* _Your assignment_
Write out again only the lines running from the one that contains "Target: woman's arm" to the end of the records below, including both the first and the last.

Referring expression pointing data:

- Opening Delimiter -

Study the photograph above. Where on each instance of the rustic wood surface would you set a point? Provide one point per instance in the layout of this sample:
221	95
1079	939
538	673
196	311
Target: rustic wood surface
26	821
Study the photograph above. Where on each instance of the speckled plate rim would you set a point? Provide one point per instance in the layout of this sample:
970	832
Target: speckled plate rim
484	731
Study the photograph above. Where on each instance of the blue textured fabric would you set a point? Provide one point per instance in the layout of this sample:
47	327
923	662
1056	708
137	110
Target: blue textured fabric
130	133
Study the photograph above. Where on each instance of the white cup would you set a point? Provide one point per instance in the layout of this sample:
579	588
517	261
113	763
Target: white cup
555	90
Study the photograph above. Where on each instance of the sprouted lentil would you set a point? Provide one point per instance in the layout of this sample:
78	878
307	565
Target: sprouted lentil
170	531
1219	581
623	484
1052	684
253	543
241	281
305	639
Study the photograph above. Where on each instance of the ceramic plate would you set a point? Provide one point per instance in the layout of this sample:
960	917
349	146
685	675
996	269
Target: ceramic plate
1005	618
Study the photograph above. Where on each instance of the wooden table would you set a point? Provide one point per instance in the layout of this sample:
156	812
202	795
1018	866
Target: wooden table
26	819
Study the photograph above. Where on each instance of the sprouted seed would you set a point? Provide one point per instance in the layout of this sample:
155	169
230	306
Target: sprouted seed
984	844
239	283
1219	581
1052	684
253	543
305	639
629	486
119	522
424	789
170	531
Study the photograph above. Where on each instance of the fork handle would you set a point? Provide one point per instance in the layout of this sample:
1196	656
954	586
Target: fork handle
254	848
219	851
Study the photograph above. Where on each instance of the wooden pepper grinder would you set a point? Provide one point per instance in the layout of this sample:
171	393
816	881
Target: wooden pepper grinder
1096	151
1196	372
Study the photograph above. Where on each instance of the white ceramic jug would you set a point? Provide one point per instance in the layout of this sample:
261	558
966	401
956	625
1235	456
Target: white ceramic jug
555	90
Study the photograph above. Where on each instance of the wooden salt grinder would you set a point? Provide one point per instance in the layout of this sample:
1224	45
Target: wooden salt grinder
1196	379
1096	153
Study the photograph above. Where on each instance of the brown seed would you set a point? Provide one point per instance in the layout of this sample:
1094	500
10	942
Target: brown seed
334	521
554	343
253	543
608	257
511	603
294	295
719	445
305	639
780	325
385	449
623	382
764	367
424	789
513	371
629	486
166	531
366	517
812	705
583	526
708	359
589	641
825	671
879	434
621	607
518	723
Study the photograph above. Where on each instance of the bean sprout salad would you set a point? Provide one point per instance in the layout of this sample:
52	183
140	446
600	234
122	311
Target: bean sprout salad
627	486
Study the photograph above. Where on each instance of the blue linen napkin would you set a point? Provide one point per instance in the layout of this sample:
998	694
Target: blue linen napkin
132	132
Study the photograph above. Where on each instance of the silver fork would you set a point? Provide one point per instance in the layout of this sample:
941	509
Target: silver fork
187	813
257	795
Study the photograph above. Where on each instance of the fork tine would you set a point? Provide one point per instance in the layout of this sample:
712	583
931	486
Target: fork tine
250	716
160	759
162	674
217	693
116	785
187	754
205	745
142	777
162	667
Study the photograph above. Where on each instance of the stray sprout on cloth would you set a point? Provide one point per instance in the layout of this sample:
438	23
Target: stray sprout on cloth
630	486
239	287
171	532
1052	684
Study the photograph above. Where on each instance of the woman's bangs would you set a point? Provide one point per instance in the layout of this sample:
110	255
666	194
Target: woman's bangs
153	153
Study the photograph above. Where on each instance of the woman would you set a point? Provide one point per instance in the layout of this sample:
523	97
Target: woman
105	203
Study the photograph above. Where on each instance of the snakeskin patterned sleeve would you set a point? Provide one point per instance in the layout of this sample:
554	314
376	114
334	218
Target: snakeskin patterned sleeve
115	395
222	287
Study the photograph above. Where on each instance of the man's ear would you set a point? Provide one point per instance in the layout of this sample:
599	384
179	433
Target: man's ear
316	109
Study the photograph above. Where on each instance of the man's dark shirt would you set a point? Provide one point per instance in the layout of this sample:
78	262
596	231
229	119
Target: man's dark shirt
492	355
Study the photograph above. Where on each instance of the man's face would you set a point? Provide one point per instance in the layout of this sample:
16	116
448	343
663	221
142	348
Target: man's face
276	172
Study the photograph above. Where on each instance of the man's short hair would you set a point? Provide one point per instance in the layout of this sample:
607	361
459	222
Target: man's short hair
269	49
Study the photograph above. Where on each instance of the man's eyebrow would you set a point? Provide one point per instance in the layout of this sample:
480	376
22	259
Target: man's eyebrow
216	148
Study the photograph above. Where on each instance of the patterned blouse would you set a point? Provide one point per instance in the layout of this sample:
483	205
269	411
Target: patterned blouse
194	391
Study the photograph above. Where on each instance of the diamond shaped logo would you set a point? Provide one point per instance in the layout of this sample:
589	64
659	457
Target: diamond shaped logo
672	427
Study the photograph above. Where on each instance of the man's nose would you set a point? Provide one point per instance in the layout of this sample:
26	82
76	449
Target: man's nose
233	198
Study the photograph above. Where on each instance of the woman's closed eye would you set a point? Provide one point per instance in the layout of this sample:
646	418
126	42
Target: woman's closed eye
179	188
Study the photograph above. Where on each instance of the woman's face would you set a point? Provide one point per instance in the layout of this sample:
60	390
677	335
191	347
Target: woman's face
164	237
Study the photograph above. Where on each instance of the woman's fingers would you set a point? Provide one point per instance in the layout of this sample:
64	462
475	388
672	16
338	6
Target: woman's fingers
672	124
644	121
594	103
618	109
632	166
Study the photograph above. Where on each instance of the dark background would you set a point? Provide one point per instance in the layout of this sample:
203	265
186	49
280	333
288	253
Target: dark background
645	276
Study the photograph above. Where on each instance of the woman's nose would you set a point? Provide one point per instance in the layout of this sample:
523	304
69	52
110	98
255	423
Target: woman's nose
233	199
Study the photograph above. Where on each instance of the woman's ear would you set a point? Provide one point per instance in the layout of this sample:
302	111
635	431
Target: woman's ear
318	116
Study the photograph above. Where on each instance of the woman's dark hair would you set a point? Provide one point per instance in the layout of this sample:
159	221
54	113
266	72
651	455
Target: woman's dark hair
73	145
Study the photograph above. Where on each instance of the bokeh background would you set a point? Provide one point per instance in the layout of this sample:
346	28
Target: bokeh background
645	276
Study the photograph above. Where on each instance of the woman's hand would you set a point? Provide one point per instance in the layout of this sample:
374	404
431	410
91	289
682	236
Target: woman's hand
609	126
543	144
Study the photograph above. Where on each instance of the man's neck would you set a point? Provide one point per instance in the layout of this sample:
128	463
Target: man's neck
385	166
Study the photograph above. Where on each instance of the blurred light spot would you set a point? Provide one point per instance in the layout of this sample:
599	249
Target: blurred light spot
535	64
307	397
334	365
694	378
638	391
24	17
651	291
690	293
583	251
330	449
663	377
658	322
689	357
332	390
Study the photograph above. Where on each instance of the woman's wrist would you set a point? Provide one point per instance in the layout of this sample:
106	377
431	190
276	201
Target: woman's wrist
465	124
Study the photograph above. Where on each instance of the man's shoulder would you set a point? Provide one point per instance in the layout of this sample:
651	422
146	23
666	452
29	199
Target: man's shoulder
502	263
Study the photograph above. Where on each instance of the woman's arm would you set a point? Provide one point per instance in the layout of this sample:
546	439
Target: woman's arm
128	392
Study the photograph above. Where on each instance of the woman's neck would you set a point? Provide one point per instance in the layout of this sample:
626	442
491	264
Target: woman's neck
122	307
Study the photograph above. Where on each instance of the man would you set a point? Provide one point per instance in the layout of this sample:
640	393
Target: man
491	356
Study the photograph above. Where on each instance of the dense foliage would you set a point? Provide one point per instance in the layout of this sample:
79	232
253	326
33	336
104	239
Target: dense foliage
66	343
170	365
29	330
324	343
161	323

- Closing Delimiter -

* _Answer to the exercise_
Target: woman's arm
128	392
Study the photograph above. Where on each instance of the woman's neck would you set a point? Provide one point per instance in the layout of this sample:
626	442
491	264
Target: woman's neck
122	307
Study the photograph above. Where on each instance of the man would you set a point? Provide one point per instance in the layout of this sample:
640	393
Target: man
491	356
Study the photograph above. Where on each instance of the dense foliage would you set a point? Provide one point per instance in the layout of this sample:
79	232
253	326
33	336
104	239
Target: dense foliage
66	343
170	365
29	330
324	343
161	323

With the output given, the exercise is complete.